What is required => Pick out and copy each line of the material below that contains the string "stream". Matching is case-sensitive, so uppercase and lowercase letters count as different.

[start of Dataset excerpts]

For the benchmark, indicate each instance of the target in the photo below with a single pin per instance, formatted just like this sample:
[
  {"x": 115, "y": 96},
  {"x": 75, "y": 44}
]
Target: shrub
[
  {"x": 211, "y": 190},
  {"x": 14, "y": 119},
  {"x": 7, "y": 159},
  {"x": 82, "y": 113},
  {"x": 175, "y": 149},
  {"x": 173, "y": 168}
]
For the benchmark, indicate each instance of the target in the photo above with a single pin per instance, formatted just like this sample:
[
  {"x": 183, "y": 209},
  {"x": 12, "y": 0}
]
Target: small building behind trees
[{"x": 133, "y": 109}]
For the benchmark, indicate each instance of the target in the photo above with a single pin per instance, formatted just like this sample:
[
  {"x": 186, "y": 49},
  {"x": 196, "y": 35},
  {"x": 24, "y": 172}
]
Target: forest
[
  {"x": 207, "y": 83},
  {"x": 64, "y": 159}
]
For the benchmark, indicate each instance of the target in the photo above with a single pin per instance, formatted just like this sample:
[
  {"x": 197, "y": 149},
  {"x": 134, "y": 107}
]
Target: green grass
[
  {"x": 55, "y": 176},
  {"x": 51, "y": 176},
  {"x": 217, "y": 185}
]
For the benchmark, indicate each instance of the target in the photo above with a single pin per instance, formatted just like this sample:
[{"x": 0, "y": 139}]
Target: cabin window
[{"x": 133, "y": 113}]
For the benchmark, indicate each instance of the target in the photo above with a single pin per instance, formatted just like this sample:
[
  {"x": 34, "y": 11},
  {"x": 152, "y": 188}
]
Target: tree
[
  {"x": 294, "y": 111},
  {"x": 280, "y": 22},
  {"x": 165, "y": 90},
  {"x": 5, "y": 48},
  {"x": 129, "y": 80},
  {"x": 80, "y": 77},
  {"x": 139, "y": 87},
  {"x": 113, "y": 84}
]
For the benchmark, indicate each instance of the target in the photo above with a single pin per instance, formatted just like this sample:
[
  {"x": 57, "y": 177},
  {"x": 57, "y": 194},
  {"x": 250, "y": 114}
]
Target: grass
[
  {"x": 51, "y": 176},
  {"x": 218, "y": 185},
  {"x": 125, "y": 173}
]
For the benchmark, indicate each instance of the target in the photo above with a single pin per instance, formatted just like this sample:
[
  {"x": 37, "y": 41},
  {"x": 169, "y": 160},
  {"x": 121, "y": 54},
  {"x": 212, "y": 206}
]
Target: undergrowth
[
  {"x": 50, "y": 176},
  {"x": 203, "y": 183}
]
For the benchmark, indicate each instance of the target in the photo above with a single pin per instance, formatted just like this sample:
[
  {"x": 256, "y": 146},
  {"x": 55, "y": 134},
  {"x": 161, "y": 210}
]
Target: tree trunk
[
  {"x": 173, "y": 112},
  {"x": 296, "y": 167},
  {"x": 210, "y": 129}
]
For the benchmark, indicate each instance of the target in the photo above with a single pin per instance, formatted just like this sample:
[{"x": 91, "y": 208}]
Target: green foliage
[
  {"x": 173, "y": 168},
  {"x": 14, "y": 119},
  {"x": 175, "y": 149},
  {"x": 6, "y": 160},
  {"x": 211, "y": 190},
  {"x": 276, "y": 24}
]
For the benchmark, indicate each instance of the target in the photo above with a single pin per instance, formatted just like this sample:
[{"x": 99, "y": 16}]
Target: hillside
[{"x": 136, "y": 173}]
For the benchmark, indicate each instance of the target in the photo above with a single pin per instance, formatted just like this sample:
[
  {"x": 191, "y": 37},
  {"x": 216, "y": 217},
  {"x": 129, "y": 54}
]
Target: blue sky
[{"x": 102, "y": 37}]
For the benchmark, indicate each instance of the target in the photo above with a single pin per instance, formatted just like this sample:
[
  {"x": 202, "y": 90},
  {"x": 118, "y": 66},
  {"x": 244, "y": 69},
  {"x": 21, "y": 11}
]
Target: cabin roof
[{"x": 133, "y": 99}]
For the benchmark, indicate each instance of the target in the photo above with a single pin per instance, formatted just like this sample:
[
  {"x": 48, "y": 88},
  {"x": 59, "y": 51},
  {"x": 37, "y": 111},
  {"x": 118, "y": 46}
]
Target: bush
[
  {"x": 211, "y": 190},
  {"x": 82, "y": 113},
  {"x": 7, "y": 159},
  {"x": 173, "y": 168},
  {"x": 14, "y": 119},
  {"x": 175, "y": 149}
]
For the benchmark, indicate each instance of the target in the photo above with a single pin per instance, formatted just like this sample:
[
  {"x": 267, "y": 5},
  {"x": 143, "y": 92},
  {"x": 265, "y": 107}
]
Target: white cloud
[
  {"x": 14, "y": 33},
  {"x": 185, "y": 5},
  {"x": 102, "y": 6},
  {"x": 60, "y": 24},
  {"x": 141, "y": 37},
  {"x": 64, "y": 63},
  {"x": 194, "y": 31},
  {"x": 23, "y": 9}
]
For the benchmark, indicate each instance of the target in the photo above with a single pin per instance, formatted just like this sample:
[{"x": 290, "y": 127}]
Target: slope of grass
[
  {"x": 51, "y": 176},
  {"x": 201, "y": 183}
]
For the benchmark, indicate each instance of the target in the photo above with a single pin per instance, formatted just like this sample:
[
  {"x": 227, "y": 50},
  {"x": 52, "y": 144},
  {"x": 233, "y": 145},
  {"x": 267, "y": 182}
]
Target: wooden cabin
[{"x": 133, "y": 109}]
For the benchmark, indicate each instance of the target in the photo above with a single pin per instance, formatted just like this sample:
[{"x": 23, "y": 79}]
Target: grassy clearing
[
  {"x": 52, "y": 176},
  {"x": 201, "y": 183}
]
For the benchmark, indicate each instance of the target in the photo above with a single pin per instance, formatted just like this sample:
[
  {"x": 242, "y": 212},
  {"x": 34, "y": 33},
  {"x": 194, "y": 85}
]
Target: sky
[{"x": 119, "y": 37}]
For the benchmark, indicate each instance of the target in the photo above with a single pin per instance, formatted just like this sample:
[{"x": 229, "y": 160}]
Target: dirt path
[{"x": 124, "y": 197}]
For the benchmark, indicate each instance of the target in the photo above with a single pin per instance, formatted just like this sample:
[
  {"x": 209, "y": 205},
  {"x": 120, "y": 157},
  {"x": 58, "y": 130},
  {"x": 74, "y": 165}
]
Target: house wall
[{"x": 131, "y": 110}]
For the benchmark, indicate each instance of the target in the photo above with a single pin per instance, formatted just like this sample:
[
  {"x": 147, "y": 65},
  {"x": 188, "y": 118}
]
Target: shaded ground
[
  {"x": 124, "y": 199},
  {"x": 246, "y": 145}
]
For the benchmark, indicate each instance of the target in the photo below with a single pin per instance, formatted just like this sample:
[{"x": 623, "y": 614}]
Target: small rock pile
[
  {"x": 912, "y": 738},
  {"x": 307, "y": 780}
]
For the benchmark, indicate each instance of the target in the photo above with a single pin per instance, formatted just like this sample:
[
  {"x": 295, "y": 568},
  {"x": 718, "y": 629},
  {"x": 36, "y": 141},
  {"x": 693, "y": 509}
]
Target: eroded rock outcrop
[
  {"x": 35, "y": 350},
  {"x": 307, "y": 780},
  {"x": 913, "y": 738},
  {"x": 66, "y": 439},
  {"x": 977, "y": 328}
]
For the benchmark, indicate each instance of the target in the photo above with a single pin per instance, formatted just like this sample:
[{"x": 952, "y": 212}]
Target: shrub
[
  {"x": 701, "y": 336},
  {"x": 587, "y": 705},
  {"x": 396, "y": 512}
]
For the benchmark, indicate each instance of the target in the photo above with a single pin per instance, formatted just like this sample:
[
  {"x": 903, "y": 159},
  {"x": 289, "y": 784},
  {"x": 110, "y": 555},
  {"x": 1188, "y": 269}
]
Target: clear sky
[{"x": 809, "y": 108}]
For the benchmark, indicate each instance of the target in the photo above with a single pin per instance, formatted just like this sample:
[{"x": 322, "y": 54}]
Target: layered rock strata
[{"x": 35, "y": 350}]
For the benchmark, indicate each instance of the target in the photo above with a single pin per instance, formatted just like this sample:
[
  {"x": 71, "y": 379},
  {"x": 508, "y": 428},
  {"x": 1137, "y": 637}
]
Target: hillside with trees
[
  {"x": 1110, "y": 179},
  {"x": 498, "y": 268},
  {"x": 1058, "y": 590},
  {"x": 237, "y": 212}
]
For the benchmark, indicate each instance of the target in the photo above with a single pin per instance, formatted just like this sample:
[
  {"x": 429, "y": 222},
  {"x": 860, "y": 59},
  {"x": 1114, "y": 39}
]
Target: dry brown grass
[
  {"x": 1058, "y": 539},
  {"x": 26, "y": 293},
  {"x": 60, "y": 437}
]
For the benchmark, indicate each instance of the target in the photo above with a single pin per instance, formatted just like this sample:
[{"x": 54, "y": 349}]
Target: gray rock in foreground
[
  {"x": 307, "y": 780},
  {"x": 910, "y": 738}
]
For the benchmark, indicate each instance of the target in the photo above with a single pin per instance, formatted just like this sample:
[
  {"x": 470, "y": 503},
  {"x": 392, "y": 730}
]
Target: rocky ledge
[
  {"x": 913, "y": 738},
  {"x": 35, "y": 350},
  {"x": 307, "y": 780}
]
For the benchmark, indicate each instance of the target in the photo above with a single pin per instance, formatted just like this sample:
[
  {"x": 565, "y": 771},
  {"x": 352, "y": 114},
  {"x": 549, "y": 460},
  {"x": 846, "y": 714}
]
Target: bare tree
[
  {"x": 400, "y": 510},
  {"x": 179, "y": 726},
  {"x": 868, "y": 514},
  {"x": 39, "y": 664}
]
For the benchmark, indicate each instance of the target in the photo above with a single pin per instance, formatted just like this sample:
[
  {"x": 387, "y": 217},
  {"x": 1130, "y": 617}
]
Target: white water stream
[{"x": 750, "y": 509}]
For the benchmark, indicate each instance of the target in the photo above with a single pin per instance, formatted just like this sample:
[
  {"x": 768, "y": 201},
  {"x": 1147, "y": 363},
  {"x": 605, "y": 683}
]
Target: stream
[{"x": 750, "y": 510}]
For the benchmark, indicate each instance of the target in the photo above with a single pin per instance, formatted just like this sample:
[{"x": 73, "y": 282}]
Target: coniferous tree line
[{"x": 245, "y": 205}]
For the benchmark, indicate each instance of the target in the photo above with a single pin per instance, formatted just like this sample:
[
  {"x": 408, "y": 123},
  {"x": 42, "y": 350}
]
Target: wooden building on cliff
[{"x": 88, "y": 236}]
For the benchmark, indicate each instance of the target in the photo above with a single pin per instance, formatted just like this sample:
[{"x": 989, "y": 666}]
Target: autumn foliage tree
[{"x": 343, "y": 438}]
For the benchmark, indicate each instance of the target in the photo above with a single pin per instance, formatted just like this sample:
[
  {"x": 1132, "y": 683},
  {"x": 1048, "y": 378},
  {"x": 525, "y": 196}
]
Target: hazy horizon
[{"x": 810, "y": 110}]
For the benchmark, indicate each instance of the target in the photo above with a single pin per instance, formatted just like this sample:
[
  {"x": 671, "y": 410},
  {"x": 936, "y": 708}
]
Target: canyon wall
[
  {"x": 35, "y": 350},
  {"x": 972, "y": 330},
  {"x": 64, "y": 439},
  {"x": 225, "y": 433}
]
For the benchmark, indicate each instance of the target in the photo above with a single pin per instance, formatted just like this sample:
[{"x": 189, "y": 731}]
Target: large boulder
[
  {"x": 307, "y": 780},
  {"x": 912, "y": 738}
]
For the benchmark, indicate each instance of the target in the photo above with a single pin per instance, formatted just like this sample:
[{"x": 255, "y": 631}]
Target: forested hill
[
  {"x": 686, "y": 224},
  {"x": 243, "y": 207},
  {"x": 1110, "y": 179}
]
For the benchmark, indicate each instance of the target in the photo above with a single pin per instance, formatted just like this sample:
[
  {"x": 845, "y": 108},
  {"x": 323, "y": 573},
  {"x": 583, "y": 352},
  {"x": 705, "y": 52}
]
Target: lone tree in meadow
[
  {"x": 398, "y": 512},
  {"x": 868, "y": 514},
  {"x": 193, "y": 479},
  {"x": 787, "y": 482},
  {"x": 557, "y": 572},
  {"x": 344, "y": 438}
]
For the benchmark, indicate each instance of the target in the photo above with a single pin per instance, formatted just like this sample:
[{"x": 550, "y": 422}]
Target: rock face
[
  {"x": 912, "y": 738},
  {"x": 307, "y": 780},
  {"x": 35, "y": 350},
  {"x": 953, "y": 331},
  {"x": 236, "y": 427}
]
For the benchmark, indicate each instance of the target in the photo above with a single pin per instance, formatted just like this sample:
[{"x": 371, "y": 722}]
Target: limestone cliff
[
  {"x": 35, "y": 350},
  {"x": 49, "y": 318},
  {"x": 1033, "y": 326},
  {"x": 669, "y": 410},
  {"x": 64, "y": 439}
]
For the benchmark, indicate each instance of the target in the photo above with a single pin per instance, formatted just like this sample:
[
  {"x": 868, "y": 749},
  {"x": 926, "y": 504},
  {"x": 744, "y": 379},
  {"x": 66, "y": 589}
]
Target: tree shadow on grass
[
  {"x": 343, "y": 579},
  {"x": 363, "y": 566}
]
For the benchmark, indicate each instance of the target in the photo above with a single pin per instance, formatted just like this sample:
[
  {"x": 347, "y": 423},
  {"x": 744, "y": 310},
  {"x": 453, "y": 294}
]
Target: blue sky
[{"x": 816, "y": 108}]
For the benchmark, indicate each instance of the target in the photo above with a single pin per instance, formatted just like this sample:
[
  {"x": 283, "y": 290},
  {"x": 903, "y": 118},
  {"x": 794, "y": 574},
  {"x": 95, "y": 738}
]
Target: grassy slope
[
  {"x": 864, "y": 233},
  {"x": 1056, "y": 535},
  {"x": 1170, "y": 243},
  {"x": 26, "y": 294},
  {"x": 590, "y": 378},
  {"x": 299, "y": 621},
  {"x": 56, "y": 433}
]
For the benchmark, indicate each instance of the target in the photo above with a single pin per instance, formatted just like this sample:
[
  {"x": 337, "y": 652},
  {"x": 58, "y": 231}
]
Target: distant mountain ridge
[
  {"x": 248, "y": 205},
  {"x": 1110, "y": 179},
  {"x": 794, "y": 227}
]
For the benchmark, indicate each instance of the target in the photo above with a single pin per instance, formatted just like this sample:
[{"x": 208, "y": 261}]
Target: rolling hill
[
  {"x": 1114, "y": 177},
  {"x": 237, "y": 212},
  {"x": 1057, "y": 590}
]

[end of Dataset excerpts]

Exercise output =>
Target: white water stream
Target: stream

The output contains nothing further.